--- WORK TASK ---
Every entry needs to appear again exactly as written below.

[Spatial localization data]
>>>
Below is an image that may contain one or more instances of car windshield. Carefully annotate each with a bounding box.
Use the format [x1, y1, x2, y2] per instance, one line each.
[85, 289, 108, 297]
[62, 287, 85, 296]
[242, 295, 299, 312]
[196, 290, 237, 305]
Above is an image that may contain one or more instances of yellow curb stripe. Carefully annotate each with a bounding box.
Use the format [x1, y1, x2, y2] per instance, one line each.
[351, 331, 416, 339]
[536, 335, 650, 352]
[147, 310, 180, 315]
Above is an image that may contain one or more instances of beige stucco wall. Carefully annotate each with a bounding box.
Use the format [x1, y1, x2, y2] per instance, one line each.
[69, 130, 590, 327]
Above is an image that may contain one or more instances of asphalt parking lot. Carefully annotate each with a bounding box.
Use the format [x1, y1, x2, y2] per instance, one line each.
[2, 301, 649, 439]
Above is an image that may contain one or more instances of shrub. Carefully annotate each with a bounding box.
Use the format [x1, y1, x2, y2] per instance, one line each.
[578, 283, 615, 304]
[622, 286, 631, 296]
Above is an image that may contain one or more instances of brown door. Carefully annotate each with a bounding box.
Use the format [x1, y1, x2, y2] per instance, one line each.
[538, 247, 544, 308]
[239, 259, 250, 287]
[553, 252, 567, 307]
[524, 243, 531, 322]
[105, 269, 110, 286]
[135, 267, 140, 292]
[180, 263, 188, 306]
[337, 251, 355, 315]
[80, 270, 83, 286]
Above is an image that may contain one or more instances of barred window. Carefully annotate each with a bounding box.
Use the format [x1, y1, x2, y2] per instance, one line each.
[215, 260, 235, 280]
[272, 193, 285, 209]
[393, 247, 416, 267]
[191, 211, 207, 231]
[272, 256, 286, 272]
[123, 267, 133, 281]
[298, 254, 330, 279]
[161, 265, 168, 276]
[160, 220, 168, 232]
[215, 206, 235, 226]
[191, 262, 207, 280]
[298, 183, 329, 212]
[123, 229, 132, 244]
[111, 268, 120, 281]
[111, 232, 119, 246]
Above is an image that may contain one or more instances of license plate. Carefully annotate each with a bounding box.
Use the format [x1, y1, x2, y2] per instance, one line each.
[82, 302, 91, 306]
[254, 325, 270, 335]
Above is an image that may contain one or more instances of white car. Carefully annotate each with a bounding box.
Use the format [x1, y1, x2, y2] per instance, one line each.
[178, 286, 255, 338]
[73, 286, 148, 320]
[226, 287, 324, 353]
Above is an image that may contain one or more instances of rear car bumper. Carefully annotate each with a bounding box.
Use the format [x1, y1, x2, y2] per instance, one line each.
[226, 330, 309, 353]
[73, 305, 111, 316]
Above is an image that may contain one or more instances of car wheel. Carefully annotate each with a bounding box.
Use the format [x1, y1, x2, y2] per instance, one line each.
<<<
--- RESULT OF THIS TASK ---
Below is an image that may contain one or more instances of car windshield. Carefully annotate each with a bounding box.
Use the format [x1, y1, x2, y2] per instance, one line each.
[85, 289, 108, 297]
[62, 287, 85, 296]
[242, 295, 299, 312]
[196, 290, 237, 305]
Above is an image that may contain one or more instances of yellow curb stripe. Carefully annotate each with a bounding box.
Use the format [x1, y1, x2, y2] per instance, one line each.
[351, 331, 416, 339]
[536, 335, 650, 352]
[147, 310, 180, 315]
Above is an image that may contain one or more instances of beige stucco wall. Carefully annotate each with a bounding box.
Use the format [x1, y1, x2, y2] per instance, one line each.
[69, 130, 590, 327]
Above is an image that may contain one or more instances of asphalt parking lot. Carefully annotate each with a bounding box.
Use the format [x1, y1, x2, y2] per instance, one line each.
[2, 301, 649, 439]
Above is an image that may contain one or more instances of shrub. Carefully annotate each with a bounding box.
Use the format [x1, y1, x2, y2] per instance, one line each.
[578, 283, 615, 304]
[622, 286, 631, 296]
Above is an image that may contain one or more instances of brown door. Carefully annotate each with a bounding box.
Use the format [x1, y1, x2, y2] per instance, one line each.
[538, 247, 544, 308]
[239, 259, 250, 287]
[553, 252, 567, 307]
[524, 243, 531, 322]
[105, 269, 110, 286]
[135, 267, 140, 292]
[180, 263, 188, 306]
[337, 251, 355, 315]
[80, 270, 83, 286]
Above is an image that may contain one or more instances of barred window. Carefully annotate each with a bounding box.
Use the format [x1, y1, x2, y2] per instance, one line each.
[215, 260, 235, 280]
[272, 193, 285, 209]
[393, 247, 416, 267]
[191, 211, 207, 231]
[272, 256, 286, 272]
[123, 267, 133, 281]
[298, 254, 330, 279]
[161, 265, 168, 276]
[160, 220, 168, 232]
[215, 206, 235, 226]
[191, 262, 207, 280]
[298, 183, 329, 212]
[123, 229, 132, 244]
[111, 268, 120, 281]
[111, 232, 119, 246]
Above is an image that may contain one or more instances of license plate. Carefully annotate each with a bounding box.
Use the format [x1, y1, x2, y2] per instance, one line each.
[82, 302, 91, 306]
[254, 325, 270, 335]
Above is an image that may contain one or more instances of white car. Carefully annotate each with a bounding box.
Use the format [x1, y1, x2, y2] per instance, one line each.
[178, 286, 255, 338]
[73, 286, 148, 320]
[226, 287, 324, 353]
Above is an image that may contain one or more instances of rear car bumper. Carefully annotate each with a bounding box.
Use the format [x1, y1, x2, y2] per instance, one line each.
[226, 330, 309, 353]
[73, 305, 111, 316]
Above is an image that may contain one or more instances of car wheel. Carefully annotate each with a bounding box.
Use the format [x1, y1, x2, y2] per instance, one line each.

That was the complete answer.